• [SUPPLIED PASSAGE]
Learning Strategies at Work

In today’s fast paced workplace, you need to learn fast to keep pace with your industry, your customers, and your peers. 

It doesn’t matter if you’re an engineer trying to keep up with the latest frameworks and learn new APIs or a sales person applying the newest sales methodology and learning about your customer’s businesses, its a competitive edge to learn faster [1]. 

Learning at work is not like learning in school. We need different strategies then what helped us pass a test. 

What’s the best strategy to learn at work? 

From talking to a couple dozen peers, I’ve narrowed down “how people learn at work” to four foundations: 

  1. Work on projects

  2. Learn from your team  

  3. Read blogs / books / etc. 

  4. Listen to podcasts / audio books / etc. 

These four foundations are then grouped into two categories, experiential learning and consumption learning, and offer a few suggestions on how to get the most out of both types of learning. 

Experiential Learning

The first two, project learning and learning from your team I group in a category of experiential learning

Raise your hand if you identify here? 

Most people do as this makes up the bulk of learning on the job. You learn by being in the arena. 

To make experiential learning more effective you want to design a system to capture the lessons as they’re flying by you. 

Project learning is a phenomenal approach because of the obvious motivation of getting the project done. This is, after all, what you are getting paid for after all. 

Execute a project and learn what you need to learn to accomplish the project. There are few learning techniques more effective than being in the trenches of knocking out projects. 

Can we make project learning more effective? Absolutely. I recommend a 5-minute daily reflection ritual at a minimum. 

What are you learning [in the midst of the project] that you want to remember?

• [EXERCISE A]
According to the post on learning at work, what should you do at a minimum to make project learning more effective?
• [EXERCISE B]
Render this sentence from the post on learning at work in Spanish: "Learning at work is not like learning in school."
• [EXERCISE C]
Reproduce the post on learning at work, starting with "4. Listen to" and going on through "you identify here?".

• [DATASET ENTRIES]
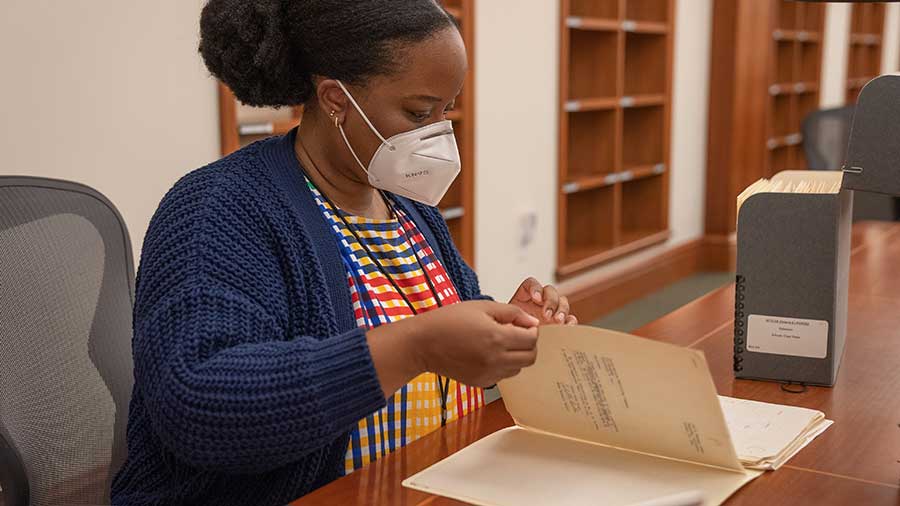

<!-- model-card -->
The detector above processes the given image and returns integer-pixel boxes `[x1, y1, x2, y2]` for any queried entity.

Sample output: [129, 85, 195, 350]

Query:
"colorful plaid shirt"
[307, 181, 484, 473]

• [TASK RESPONSE A]
A 5-minute daily reflection ritual.

• [TASK RESPONSE B]
Aprender en el trabajo no es como aprender en la escuela.

• [TASK RESPONSE C]
4. Listen to podcasts / audio books / etc. 

These four foundations are then grouped into two categories, experiential learning and consumption learning, and offer a few suggestions on how to get the most out of both types of learning. 

Experiential Learning

The first two, project learning and learning from your team I group in a category of experiential learning

Raise your hand if you identify here?